Start of Task data

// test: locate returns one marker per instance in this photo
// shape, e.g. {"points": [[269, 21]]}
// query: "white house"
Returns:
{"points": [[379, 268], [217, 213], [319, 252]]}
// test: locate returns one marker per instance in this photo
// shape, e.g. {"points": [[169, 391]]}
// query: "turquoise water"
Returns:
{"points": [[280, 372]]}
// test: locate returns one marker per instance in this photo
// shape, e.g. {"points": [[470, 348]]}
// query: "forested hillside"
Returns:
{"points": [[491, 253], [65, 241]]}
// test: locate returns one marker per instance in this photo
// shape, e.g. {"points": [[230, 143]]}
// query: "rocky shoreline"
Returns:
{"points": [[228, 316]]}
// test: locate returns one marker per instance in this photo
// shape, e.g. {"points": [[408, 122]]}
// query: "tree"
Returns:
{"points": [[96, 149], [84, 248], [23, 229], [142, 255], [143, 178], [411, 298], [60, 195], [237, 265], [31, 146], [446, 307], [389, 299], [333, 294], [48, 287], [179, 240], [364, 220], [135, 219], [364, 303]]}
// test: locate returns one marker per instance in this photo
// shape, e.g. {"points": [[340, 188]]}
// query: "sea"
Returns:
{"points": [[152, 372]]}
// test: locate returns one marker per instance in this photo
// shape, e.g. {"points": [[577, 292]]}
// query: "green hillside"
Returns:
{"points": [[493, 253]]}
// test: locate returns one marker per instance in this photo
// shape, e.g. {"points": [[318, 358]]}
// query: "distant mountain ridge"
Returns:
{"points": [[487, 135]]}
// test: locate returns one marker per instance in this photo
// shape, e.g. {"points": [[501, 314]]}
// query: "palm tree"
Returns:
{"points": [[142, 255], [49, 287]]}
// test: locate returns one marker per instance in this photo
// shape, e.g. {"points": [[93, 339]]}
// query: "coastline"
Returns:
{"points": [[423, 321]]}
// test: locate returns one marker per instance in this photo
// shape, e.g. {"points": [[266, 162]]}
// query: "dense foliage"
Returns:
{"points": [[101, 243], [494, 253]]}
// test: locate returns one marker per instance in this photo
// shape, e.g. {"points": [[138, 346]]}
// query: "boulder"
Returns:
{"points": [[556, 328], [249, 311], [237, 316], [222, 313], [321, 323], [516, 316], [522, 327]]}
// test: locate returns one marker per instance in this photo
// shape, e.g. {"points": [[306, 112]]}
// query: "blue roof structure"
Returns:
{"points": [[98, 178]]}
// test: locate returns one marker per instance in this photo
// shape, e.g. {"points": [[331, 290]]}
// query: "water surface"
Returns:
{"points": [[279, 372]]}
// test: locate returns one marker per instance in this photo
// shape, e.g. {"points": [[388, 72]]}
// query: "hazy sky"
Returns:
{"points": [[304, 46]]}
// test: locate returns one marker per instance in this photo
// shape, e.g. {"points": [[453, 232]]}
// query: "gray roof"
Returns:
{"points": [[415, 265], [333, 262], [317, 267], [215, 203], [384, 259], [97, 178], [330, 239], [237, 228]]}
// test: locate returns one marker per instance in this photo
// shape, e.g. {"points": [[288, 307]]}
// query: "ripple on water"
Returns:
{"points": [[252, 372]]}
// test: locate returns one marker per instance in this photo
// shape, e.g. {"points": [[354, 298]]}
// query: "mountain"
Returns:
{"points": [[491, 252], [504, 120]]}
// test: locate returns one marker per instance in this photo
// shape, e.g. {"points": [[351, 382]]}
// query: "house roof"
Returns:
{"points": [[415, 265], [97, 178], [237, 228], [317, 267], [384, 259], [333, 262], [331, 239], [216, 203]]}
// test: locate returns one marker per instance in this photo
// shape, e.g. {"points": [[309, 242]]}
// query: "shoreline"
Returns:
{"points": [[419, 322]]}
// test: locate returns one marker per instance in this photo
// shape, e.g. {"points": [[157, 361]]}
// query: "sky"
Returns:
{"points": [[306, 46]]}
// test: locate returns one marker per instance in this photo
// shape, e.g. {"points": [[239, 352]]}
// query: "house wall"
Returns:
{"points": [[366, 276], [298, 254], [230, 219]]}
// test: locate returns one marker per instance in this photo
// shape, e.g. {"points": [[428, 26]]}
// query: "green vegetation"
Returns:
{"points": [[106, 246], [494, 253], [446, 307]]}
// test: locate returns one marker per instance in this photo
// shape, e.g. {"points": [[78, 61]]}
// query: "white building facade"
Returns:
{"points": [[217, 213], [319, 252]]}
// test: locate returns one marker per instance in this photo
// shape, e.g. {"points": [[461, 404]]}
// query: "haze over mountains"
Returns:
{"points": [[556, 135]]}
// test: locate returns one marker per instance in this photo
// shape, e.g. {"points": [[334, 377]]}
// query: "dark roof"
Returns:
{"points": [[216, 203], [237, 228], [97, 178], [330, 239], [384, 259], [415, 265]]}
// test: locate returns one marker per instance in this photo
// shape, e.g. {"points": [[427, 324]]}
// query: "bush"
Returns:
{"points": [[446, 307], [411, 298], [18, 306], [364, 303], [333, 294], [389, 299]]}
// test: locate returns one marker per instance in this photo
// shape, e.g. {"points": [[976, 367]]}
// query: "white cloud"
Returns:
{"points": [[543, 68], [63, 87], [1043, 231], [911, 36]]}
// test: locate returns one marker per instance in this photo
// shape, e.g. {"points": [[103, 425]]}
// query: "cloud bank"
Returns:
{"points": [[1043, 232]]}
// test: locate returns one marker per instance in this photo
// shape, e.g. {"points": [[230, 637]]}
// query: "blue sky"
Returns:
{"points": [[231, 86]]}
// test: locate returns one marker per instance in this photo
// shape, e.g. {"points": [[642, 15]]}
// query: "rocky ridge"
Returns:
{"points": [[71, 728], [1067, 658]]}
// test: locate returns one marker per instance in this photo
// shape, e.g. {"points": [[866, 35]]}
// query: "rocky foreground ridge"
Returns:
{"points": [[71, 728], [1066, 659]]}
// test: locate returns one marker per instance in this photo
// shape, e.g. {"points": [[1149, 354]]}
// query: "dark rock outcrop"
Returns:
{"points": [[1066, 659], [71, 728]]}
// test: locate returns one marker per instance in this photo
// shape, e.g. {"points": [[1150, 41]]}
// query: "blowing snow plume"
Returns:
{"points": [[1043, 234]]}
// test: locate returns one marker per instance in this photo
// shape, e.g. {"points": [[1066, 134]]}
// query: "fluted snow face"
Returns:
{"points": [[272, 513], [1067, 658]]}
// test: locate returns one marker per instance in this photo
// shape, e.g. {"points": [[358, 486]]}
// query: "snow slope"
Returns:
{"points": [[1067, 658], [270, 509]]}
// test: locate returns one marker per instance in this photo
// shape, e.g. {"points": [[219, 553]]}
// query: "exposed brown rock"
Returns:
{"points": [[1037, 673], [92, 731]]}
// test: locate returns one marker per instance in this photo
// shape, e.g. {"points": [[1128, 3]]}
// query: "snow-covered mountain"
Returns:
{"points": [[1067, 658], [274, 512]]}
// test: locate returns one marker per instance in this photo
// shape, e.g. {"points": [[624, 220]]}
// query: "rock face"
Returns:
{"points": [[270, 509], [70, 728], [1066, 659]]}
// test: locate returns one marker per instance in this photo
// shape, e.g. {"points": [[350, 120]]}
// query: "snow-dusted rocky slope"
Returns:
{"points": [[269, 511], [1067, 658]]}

End of Task data

Objective:
Make an exact copy of the data above.

Exercise output:
// test: locate returns one marker per instance in this photo
// shape, e.g. {"points": [[269, 21]]}
// query: "white house"
Returns:
{"points": [[379, 268], [217, 213], [319, 252]]}
// test: locate returns one marker per instance in this photo
// shape, e.g. {"points": [[169, 391]]}
// query: "turquoise water"
Returns:
{"points": [[280, 372]]}
// test: locate returns one marker per instance in this photo
// shape, e.g. {"points": [[470, 348]]}
// query: "forested hillside"
Returns:
{"points": [[491, 253], [65, 241]]}
// test: locate returns one marker per instance in this photo
// shape, e.g. {"points": [[230, 143]]}
// query: "rocky shoreline"
Returns:
{"points": [[228, 316]]}
// test: locate returns one marker per instance in this photo
// shape, e.g. {"points": [[408, 122]]}
// query: "tree"
Returns:
{"points": [[96, 149], [84, 248], [23, 229], [142, 255], [143, 178], [411, 298], [60, 195], [237, 265], [31, 146], [446, 307], [389, 299], [333, 294], [48, 287], [179, 240], [364, 220], [135, 219], [364, 303]]}
// test: locate returns one marker per instance in this photo
// shape, e.g. {"points": [[340, 188]]}
// query: "sea"
Returns:
{"points": [[152, 372]]}
// test: locate returns one marker per instance in this photo
// shape, e.g. {"points": [[577, 292]]}
// query: "green hillside"
Returns:
{"points": [[493, 253]]}
// test: locate returns one marker per instance in this photo
// shape, e.g. {"points": [[318, 358]]}
// query: "distant mountain ridge"
Returns:
{"points": [[487, 135]]}
// test: locate returns one marker per instance in this photo
// shape, e.g. {"points": [[501, 314]]}
// query: "palm tree"
Returns:
{"points": [[142, 255], [49, 287]]}
// test: locate returns one marker per instance in this photo
// shape, e.g. {"points": [[93, 339]]}
// query: "coastline"
Returns:
{"points": [[423, 321]]}
// test: locate returns one marker per instance in this photo
// shape, e.g. {"points": [[266, 162]]}
// query: "dense foliage"
Returns:
{"points": [[101, 243], [494, 253]]}
// test: locate returns one marker per instance in this photo
// shape, e.g. {"points": [[138, 346]]}
// query: "boulder"
Returns:
{"points": [[556, 328], [249, 311], [237, 316], [222, 313], [321, 323], [516, 316], [522, 327]]}
// test: locate returns one marker per instance in this photo
// shape, e.g. {"points": [[306, 112]]}
// query: "blue roof structure"
Returns:
{"points": [[98, 178]]}
// test: locate returns one marker per instance in this photo
// shape, e.g. {"points": [[331, 290]]}
// query: "water surface"
Returns:
{"points": [[279, 372]]}
// test: locate returns one marker per instance in this photo
// shape, e.g. {"points": [[388, 72]]}
// query: "hazy sky"
Returns:
{"points": [[304, 46]]}
// test: locate returns one marker per instance in this photo
// shape, e.g. {"points": [[453, 232]]}
// query: "gray roof"
Returns:
{"points": [[415, 265], [333, 262], [317, 267], [215, 203], [384, 259], [97, 178], [330, 239], [237, 228]]}
// test: locate returns one marker per instance in this photo
// shape, e.g. {"points": [[288, 307]]}
// query: "ripple on water"
Returns:
{"points": [[252, 372]]}
// test: locate returns one marker per instance in this photo
// shape, e.g. {"points": [[354, 298]]}
// query: "mountain"
Returns:
{"points": [[491, 252], [504, 120]]}
// test: locate returns one marker per instance in this photo
// shape, e.g. {"points": [[351, 382]]}
// query: "house roof"
Returns:
{"points": [[415, 265], [97, 178], [237, 228], [317, 267], [384, 259], [333, 262], [331, 239], [216, 203]]}
// test: locate returns one marker per instance in this photo
// shape, e.g. {"points": [[309, 242]]}
// query: "shoreline"
Returns:
{"points": [[419, 322]]}
// test: locate returns one marker per instance in this photo
// shape, e.g. {"points": [[157, 361]]}
// query: "sky"
Returns:
{"points": [[306, 46]]}
// test: locate returns one marker per instance in this photo
// shape, e.g. {"points": [[239, 352]]}
// query: "house wall"
Returns:
{"points": [[366, 276], [298, 254], [230, 219]]}
// test: locate returns one marker per instance in this photo
// shape, e.g. {"points": [[428, 26]]}
// query: "green vegetation"
Returns:
{"points": [[106, 246], [494, 253], [446, 307]]}
// test: locate returns one marker per instance in this photo
// shape, e.g. {"points": [[78, 61]]}
// query: "white building facade"
Returns:
{"points": [[217, 213], [319, 252]]}
// test: locate returns one marker per instance in this photo
// shape, e.g. {"points": [[461, 404]]}
// query: "haze over mountains"
Returns:
{"points": [[556, 135]]}
// test: locate returns one marker per instance in this photo
// shape, e.g. {"points": [[334, 377]]}
// query: "dark roof"
Returns:
{"points": [[216, 203], [237, 228], [97, 178], [330, 239], [384, 259], [415, 265]]}
// test: locate returns one marker per instance in this photo
// shape, e.g. {"points": [[427, 324]]}
// query: "bush"
Returns:
{"points": [[446, 307], [411, 298], [18, 306], [364, 303], [333, 294], [389, 299]]}
// test: locate returns one marker per instance in this photo
// shape, e.g. {"points": [[976, 367]]}
// query: "white cloud"
Returns:
{"points": [[543, 68], [63, 87], [1043, 231], [911, 36]]}
// test: locate returns one marker per instance in this photo
// shape, e.g. {"points": [[103, 425]]}
// query: "cloud bank"
Returns:
{"points": [[1043, 232]]}
// test: locate returns one marker per instance in this photo
// shape, e.g. {"points": [[230, 637]]}
// query: "blue sky"
Returns:
{"points": [[231, 86]]}
// test: locate returns one marker per instance in this photo
// shape, e.g. {"points": [[642, 15]]}
// query: "rocky ridge"
Returns:
{"points": [[71, 728], [1067, 658]]}
// test: locate returns one marker per instance in this photo
// shape, e.g. {"points": [[866, 35]]}
// query: "rocky foreground ridge"
Returns:
{"points": [[71, 728], [1066, 659]]}
// test: locate returns one marker per instance in this photo
// shape, e.g. {"points": [[1149, 354]]}
// query: "dark rock outcrop"
Returns:
{"points": [[1066, 659], [71, 728]]}
// test: locate returns one marker per instance in this photo
// shape, e.g. {"points": [[1150, 41]]}
// query: "blowing snow plume"
Returns:
{"points": [[1043, 234]]}
// test: locate returns one marker per instance in this photo
// shape, e.g. {"points": [[1066, 134]]}
// query: "fluted snow face"
Returns:
{"points": [[272, 513], [1067, 658]]}
// test: locate returns one marker per instance in this photo
// shape, e.g. {"points": [[358, 486]]}
// query: "snow slope"
Returns:
{"points": [[1067, 658], [270, 509]]}
// test: locate returns one marker per instance in this photo
// shape, e.g. {"points": [[219, 553]]}
// query: "exposed brown rock"
Returns:
{"points": [[1037, 673], [92, 731]]}
// test: locate returns one marker per instance in this photo
// shape, e.g. {"points": [[1128, 3]]}
// query: "snow-covered mountain"
Returns:
{"points": [[1067, 658], [274, 512]]}
// test: locate returns one marker per instance in this photo
// shape, e.g. {"points": [[624, 220]]}
// query: "rock face"
Returns:
{"points": [[270, 509], [70, 728], [1066, 659]]}
// test: locate returns one marker per instance in this photo
// shape, e.g. {"points": [[350, 120]]}
// query: "snow-dusted rocky slope"
Returns:
{"points": [[269, 511], [1067, 658]]}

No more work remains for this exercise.